**Problem to solve:**
Can you print, word for word, the stretch of the post on parsing nested XML in R starting with "Parse Nested XML" and going on through "out very easily."?

**Selected text:**
⟨

Parse Nested XML (with namespaces) in R

2019-08-02 11:02发布

问题:

I am trying to parse an xml response from a web API.

For a simple xml as below, I am able to work with xpathSApply and get the relevant data out very easily.

Following is example.xml

<?xml version="1.0" encoding="UTF-8"?>
<CATALOG>
    <PLANT>
        <COMMON>Bloodroot</COMMON>
        <BOTANICAL>Sanguinaria canadensis</BOTANICAL>
        <ZONE>4</ZONE>
        <LIGHT>Mostly Shady</LIGHT>
        <PRICE>$2.44</PRICE>
        <AVAILABILITY>031599</AVAILABILITY>
    </PLANT>
    <PLANT>
        <COMMON>Columbine</COMMON>
        <BOTANICAL>Aquilegia canadensis</BOTANICAL>
        <ZONE>3</ZONE>
        <LIGHT>Mostly Shady</LIGHT>
        <PRICE>$9.37</PRICE>
        <AVAILABILITY>030699</AVAILABILITY>
    </PLANT>
</CATALOG>

>library(XML)
>doc<-xmlTreeParse("example.xml",useInternal=TRUE) 
>rootNode<-xmlRoot(doc)
>xpathSApply(rootNode,"//COMMON",xmlValue)
[1] "Bloodroot" "Columbine"

> getNodeSet(doc,"//PLANT")
[[1]]
<PLANT>
  <COMMON>Bloodroot</COMMON>
  <BOTANICAL>Sanguinaria canadensis</BOTANICAL>
  <ZONE>4</ZONE>
  <LIGHT>Mostly Shady</LIGHT>
  <PRICE>$2.44</PRICE>
  <AVAILABILITY>031599</AVAILABILITY>
</PLANT> 

[[2]]
<PLANT>
  <COMMON>Columbine</COMMON>
  <BOTANICAL>Aquilegia canadensis</BOTANICAL>
  <ZONE>3</ZONE>
  <LIGHT>Mostly Shady</LIGHT>
  <PRICE>$9.37</PRICE>
  <AVAILABILITY>030699</AVAILABILITY>
</PLANT> 

attr(,"class")

⟩

**Data:**
⟨

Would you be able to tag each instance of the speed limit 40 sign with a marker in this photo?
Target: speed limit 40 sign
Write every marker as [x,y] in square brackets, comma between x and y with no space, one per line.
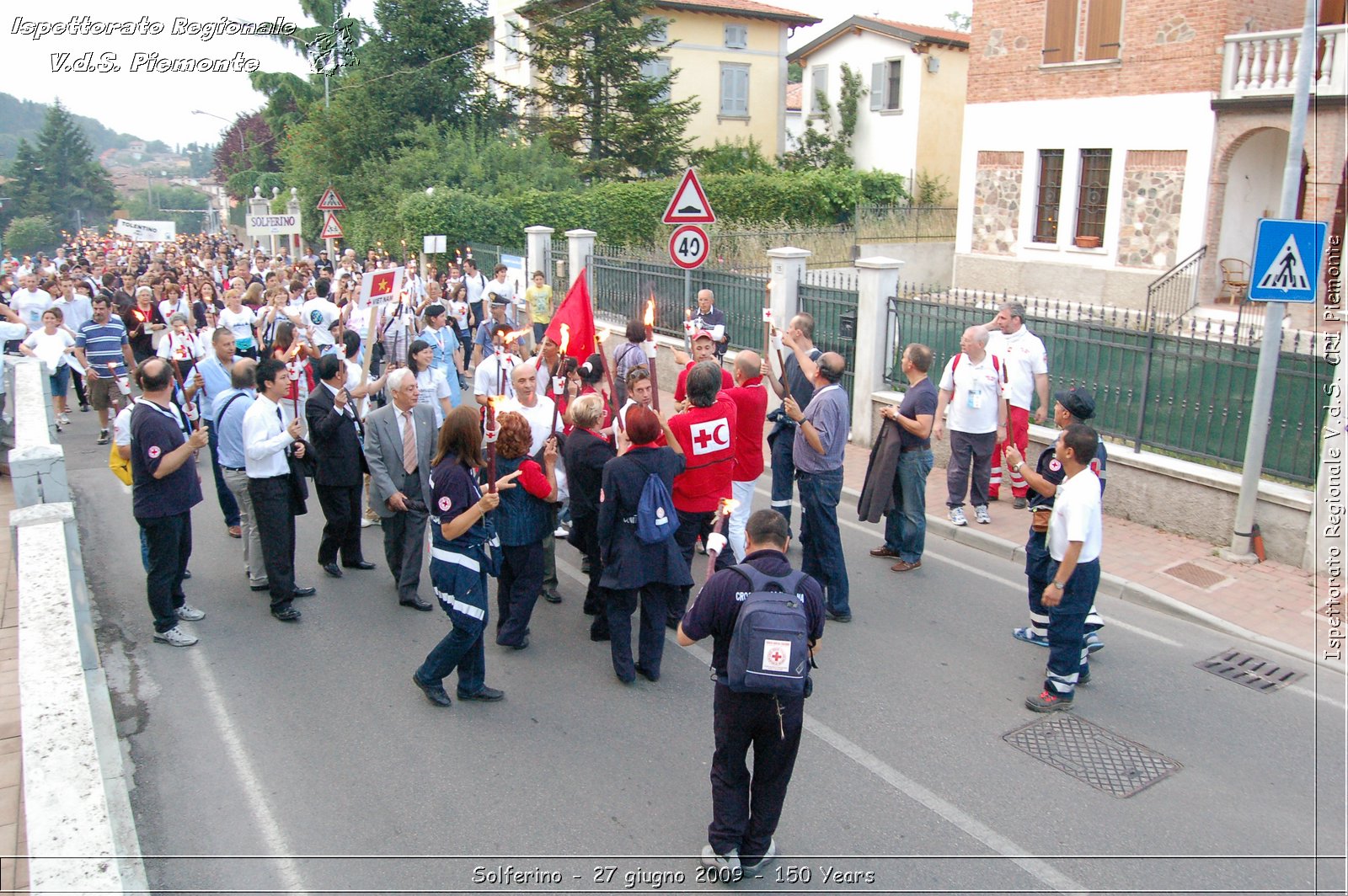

⟩

**Correct response:**
Parse Nested XML (with namespaces) in R

2019-08-02 11:02发布

问题:

I am trying to parse an xml response from a web API.

For a simple xml as below, I am able to work with xpathSApply and get the relevant data out very easily.